Region segmentation data:
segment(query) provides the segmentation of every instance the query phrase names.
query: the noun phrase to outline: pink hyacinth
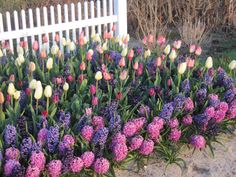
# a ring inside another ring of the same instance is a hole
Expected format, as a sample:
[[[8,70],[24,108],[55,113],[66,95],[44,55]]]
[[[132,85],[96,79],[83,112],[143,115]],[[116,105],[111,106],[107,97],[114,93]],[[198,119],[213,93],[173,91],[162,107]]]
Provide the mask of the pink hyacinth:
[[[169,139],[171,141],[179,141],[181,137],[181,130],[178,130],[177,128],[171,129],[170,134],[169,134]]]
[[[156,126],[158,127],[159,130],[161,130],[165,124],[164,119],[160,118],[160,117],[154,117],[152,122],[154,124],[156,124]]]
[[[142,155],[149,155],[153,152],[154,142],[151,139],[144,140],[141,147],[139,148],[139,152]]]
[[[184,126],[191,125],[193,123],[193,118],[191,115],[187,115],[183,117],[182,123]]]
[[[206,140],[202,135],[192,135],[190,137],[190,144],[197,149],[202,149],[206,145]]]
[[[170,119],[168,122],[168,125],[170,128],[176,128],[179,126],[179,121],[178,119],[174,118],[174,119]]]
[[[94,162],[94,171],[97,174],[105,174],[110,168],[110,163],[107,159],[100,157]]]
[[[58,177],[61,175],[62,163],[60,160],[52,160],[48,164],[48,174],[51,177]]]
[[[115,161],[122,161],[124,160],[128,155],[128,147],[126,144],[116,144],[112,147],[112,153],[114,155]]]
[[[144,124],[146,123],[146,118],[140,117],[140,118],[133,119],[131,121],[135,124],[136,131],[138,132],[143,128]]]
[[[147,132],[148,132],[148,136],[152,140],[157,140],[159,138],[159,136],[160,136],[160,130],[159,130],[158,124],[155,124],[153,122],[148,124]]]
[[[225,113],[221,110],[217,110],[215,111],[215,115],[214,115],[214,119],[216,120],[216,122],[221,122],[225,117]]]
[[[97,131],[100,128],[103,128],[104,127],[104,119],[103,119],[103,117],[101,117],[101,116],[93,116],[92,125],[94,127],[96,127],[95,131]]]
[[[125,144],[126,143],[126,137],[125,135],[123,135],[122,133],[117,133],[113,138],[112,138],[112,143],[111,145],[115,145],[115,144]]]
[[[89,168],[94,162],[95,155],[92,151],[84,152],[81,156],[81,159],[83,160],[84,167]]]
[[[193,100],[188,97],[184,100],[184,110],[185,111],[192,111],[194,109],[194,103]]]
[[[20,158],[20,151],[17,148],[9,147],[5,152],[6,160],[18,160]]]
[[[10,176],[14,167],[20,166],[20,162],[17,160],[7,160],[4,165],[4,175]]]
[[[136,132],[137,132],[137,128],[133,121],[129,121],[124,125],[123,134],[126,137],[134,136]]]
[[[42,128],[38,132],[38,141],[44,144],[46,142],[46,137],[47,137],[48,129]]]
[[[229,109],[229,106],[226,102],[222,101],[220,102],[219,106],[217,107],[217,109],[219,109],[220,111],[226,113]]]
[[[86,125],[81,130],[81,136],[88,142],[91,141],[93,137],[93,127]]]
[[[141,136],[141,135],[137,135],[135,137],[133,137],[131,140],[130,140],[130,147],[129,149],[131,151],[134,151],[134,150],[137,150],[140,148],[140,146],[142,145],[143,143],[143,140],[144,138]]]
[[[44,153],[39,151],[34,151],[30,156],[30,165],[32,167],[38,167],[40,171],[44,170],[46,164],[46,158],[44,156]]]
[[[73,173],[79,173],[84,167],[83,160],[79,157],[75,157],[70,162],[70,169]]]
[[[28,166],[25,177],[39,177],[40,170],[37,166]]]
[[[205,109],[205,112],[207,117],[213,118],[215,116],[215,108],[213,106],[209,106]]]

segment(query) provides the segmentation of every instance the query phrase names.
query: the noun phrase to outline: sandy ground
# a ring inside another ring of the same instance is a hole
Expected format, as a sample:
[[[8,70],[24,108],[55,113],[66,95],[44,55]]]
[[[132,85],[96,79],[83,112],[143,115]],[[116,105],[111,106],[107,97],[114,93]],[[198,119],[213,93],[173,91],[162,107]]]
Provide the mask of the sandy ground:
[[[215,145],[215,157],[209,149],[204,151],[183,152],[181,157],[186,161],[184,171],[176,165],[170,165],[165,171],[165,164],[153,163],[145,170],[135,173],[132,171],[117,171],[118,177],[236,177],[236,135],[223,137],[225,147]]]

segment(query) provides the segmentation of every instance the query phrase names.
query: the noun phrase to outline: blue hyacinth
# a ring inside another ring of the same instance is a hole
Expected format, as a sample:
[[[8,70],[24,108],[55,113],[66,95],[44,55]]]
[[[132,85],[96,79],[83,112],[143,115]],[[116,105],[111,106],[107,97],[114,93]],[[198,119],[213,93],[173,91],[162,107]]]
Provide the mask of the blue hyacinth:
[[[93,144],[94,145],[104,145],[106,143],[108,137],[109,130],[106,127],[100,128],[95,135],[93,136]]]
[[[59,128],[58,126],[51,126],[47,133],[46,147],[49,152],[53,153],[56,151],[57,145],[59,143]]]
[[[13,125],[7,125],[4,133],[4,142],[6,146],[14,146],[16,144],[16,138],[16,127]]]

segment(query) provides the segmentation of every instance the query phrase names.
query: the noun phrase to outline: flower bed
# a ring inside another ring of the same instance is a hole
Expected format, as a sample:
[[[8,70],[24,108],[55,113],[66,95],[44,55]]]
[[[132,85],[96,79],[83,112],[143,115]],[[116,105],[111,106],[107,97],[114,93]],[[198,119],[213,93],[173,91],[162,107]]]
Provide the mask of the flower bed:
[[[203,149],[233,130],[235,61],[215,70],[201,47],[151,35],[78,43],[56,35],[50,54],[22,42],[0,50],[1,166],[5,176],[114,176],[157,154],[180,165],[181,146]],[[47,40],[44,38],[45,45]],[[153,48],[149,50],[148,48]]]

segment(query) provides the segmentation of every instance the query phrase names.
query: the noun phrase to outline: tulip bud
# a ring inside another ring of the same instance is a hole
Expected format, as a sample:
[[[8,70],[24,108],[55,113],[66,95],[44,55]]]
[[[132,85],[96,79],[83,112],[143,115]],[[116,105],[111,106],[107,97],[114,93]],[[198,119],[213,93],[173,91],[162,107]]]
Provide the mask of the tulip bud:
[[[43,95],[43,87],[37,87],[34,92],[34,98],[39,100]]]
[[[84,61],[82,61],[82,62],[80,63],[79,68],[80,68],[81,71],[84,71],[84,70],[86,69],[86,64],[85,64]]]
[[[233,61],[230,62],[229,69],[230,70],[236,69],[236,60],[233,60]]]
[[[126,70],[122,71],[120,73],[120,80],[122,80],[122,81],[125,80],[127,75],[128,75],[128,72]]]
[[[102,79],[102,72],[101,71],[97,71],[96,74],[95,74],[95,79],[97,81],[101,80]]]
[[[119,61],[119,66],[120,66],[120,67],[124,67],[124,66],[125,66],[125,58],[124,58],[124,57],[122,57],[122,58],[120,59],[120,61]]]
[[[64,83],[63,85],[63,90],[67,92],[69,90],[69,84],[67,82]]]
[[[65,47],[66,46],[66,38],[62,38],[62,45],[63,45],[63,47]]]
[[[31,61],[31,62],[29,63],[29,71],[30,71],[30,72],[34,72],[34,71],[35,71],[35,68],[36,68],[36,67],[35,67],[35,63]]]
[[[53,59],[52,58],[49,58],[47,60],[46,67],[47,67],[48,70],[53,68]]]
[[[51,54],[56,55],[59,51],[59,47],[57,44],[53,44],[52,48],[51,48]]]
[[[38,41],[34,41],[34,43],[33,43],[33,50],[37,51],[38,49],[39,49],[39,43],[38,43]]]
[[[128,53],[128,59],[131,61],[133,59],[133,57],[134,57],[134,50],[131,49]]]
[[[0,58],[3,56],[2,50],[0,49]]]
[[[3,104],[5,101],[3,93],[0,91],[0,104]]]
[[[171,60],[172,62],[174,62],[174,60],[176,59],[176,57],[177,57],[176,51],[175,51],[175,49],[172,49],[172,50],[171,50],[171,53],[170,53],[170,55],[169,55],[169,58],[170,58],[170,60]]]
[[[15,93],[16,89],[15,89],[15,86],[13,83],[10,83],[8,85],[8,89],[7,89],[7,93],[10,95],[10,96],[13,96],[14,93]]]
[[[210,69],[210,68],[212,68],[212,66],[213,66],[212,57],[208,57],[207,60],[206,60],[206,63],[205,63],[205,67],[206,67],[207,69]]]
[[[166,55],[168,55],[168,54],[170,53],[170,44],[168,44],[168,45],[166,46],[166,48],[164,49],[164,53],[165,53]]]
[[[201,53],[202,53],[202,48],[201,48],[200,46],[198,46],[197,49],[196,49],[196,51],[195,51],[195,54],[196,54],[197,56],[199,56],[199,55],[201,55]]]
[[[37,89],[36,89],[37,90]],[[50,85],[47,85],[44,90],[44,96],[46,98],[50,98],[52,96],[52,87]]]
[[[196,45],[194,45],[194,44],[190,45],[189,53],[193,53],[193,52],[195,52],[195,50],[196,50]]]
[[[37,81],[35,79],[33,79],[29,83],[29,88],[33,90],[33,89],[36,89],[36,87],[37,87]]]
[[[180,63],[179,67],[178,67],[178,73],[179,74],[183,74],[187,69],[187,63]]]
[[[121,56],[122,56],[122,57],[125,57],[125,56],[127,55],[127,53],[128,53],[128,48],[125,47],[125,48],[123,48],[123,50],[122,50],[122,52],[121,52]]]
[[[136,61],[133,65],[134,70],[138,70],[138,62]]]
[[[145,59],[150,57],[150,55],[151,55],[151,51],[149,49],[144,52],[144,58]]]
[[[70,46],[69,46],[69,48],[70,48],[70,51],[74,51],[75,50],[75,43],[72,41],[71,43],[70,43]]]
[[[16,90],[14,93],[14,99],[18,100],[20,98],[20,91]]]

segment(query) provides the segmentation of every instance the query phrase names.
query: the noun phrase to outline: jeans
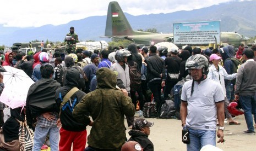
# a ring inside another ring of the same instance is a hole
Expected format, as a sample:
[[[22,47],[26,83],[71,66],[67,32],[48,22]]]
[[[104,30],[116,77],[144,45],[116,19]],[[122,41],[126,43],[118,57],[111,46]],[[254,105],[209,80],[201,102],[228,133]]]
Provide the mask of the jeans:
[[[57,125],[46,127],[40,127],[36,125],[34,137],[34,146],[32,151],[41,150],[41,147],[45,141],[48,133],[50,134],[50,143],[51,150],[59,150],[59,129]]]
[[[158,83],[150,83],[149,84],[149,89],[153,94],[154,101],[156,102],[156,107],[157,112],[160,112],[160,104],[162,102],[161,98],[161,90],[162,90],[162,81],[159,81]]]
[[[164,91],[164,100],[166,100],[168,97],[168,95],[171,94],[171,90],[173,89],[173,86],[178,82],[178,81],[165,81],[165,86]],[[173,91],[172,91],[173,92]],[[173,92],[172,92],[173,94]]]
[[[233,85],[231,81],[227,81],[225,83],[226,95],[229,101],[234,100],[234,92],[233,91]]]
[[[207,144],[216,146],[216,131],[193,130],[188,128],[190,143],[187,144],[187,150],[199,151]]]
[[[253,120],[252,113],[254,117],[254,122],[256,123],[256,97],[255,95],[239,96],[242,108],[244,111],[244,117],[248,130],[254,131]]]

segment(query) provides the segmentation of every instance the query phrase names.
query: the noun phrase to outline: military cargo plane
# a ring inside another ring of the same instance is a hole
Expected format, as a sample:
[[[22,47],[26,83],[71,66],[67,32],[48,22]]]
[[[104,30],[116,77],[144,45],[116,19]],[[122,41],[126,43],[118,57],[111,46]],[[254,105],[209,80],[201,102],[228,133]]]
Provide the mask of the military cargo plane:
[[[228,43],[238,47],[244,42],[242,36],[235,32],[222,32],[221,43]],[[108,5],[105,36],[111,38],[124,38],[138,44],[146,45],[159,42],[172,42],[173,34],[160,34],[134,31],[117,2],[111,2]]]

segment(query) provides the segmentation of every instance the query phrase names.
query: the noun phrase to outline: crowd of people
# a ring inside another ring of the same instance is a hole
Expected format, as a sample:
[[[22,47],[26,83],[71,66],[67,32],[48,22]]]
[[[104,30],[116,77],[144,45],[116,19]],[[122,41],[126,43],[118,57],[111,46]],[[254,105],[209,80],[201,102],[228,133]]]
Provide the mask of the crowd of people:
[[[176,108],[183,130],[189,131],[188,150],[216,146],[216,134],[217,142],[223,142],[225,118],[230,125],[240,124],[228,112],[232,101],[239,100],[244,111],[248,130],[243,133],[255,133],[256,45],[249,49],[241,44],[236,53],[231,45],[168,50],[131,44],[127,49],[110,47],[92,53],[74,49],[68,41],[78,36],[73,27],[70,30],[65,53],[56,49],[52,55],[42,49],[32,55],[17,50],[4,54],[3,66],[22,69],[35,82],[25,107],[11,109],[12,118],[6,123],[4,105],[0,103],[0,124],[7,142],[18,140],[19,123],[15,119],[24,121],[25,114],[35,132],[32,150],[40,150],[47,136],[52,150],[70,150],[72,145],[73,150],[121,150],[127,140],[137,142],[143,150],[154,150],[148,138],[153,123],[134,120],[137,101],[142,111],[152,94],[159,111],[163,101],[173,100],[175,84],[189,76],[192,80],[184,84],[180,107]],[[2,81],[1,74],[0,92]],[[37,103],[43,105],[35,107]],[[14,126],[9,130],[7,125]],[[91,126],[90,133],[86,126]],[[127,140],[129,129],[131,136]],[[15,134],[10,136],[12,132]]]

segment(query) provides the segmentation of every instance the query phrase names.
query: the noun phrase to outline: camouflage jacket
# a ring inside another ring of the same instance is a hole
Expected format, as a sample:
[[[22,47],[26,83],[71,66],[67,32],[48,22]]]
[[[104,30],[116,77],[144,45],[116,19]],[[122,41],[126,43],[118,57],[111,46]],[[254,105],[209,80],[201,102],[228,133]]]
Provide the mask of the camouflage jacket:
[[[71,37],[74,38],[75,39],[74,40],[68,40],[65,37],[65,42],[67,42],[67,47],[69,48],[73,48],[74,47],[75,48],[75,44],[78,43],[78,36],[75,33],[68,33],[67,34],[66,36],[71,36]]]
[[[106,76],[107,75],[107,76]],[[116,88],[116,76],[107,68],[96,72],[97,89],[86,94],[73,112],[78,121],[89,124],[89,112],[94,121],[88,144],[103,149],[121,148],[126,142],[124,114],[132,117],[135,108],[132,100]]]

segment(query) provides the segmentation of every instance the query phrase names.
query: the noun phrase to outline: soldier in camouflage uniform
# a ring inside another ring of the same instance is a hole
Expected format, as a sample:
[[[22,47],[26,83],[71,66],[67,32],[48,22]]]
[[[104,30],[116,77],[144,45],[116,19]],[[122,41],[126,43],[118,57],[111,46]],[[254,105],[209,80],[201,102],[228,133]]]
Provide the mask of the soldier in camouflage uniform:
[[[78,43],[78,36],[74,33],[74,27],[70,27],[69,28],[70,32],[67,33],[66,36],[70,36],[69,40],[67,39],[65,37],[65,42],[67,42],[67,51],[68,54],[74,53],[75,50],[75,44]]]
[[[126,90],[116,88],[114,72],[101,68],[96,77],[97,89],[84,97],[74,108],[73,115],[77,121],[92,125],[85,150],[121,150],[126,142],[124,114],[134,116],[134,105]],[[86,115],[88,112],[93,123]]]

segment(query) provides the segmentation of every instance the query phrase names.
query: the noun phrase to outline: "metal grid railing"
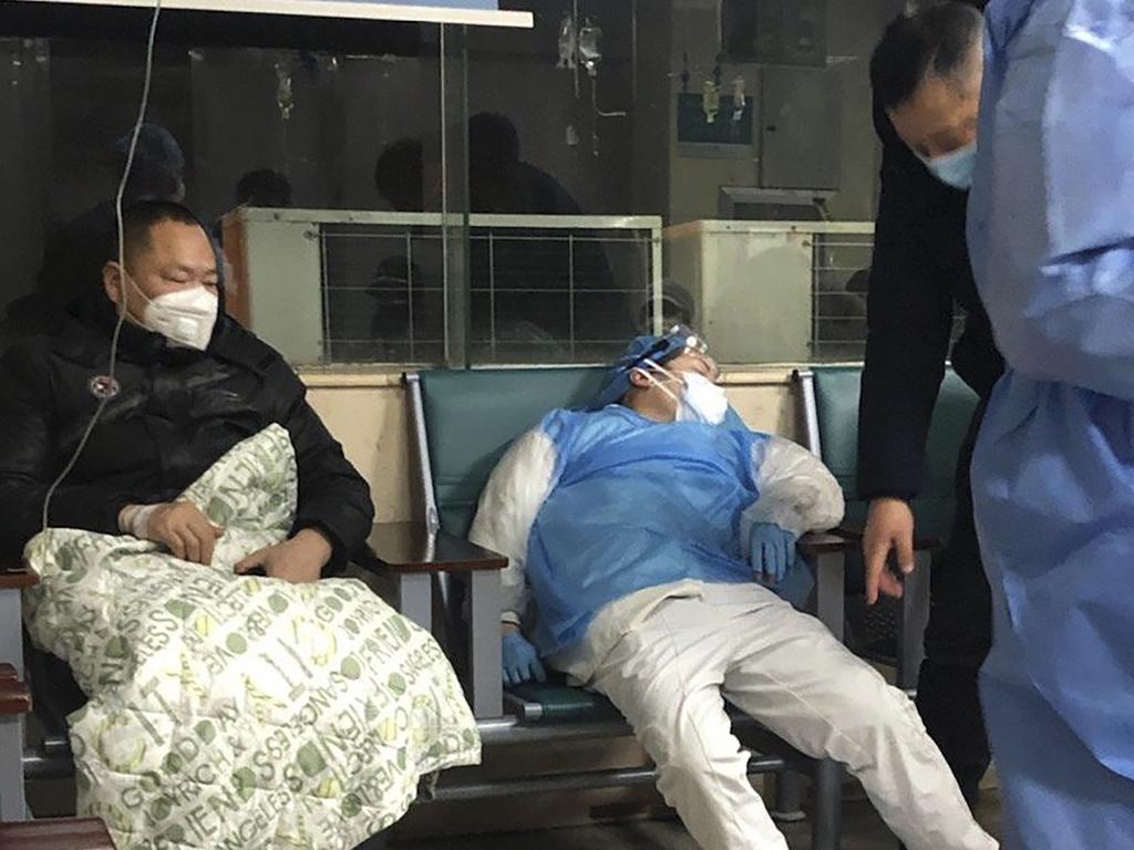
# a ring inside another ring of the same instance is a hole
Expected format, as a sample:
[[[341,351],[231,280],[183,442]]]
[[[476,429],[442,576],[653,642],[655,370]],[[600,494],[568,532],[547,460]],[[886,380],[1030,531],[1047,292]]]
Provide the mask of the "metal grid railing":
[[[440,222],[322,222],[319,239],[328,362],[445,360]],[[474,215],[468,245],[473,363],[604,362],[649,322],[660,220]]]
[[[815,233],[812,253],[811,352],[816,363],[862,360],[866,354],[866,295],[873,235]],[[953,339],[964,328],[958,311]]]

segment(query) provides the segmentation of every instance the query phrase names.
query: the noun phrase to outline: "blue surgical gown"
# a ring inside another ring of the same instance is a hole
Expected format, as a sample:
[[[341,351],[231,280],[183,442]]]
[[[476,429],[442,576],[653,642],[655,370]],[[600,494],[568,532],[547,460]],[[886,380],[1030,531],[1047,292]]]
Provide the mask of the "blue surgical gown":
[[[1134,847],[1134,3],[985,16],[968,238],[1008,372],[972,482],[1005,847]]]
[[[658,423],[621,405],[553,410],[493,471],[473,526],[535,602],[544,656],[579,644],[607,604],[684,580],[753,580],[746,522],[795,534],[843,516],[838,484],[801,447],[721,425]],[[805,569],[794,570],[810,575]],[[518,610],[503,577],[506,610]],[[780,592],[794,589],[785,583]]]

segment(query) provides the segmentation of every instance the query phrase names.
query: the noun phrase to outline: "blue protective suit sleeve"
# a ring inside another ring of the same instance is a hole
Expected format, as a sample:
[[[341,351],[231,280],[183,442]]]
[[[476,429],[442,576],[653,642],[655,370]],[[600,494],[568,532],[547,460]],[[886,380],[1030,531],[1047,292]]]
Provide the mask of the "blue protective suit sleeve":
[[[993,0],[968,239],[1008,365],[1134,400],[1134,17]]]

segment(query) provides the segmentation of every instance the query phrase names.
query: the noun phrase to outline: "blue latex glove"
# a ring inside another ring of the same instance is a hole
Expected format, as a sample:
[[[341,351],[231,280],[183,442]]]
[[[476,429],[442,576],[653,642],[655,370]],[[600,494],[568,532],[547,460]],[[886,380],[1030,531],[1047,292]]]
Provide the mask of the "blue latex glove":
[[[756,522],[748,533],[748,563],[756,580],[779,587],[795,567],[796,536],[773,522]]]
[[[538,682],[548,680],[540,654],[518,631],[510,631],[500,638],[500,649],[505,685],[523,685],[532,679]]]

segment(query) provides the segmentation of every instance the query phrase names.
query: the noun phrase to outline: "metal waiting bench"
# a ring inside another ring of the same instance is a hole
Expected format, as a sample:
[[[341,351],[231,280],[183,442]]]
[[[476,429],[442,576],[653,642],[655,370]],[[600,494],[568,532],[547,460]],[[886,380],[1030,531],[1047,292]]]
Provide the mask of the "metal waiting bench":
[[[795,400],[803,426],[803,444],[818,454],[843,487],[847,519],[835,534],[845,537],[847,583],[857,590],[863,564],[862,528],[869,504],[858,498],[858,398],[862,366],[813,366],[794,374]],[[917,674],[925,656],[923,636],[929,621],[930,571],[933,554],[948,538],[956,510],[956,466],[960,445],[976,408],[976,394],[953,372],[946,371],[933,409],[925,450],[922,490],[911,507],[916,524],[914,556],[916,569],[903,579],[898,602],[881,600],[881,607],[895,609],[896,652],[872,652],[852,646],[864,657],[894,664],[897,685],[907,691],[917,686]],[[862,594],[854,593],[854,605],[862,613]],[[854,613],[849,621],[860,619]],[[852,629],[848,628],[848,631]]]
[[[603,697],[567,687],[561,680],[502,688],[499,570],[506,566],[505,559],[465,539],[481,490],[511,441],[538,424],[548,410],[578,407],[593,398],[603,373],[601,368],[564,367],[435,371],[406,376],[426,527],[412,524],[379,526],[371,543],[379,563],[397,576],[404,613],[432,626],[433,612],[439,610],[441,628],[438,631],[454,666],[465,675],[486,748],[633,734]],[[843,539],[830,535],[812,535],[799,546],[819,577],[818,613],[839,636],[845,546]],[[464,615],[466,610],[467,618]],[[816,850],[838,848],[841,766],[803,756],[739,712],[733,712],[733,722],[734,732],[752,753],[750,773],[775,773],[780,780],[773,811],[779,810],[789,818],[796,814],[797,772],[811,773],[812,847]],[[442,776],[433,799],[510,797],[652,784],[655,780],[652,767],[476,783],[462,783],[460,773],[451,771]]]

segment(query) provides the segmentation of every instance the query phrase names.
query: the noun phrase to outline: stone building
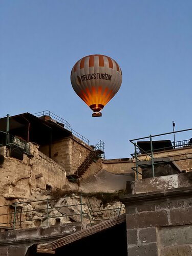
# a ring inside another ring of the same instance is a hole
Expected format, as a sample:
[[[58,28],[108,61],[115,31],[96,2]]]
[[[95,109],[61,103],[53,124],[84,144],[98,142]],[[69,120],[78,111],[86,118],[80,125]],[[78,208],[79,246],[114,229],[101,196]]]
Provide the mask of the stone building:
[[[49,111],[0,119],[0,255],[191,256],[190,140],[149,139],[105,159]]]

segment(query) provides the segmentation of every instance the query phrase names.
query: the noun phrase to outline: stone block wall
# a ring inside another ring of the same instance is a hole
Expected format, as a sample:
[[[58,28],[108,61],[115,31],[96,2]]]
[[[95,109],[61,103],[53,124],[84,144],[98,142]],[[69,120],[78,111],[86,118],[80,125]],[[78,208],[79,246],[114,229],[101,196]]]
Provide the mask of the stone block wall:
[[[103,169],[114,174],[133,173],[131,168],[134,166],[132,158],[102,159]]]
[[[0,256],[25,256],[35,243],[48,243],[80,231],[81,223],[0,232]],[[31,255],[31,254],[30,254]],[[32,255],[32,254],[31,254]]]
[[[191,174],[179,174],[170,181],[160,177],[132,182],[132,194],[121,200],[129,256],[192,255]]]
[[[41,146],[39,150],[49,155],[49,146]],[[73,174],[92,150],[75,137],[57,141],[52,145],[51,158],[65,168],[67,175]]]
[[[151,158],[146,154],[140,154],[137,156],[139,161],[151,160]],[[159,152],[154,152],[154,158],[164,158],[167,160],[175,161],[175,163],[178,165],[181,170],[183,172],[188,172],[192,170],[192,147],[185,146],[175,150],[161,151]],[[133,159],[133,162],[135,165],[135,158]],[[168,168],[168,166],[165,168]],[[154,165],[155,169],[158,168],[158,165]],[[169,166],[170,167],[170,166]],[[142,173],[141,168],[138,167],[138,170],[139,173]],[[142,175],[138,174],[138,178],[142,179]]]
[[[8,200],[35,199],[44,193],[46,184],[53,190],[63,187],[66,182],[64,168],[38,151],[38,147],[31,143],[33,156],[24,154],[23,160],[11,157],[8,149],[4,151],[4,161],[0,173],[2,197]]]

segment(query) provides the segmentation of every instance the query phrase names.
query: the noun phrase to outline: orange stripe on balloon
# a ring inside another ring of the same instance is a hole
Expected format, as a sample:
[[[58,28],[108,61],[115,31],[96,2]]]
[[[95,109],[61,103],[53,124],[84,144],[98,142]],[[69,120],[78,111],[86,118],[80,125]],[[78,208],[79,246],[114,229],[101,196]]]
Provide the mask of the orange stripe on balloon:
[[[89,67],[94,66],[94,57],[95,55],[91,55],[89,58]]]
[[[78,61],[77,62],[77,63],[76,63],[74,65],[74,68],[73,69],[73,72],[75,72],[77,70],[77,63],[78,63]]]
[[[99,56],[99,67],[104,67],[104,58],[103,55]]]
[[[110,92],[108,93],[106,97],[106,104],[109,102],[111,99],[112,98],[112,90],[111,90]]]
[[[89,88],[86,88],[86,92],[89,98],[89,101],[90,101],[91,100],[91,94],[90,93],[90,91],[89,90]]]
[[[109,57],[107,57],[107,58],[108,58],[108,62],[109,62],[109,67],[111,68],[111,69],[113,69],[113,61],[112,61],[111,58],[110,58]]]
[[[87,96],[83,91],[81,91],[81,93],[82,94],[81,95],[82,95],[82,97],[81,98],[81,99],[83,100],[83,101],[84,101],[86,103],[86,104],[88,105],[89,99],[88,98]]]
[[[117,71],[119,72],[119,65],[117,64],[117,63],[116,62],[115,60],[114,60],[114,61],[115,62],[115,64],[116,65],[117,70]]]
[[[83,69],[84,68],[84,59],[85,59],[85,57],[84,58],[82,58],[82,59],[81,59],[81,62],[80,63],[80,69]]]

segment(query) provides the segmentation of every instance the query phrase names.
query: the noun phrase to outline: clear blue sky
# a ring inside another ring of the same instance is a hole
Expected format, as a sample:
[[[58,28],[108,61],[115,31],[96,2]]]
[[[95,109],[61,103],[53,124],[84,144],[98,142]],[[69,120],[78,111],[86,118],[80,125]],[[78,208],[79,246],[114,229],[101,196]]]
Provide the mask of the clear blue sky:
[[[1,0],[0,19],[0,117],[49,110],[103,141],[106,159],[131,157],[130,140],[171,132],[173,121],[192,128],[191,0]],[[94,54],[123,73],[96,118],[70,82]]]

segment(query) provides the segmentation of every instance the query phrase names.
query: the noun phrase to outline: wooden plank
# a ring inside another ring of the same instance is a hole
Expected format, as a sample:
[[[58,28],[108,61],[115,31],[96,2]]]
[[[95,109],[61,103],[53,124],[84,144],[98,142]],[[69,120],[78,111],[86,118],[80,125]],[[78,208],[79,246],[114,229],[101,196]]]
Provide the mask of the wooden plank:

• AIM OF THE TASK
Select every line of the items above that holds the word "bench", treating case as significant, and copy those lines.

• THE REPLY
query: the noun phrase to outline: "metal waiting bench"
Provide the mask of the "metal waiting bench":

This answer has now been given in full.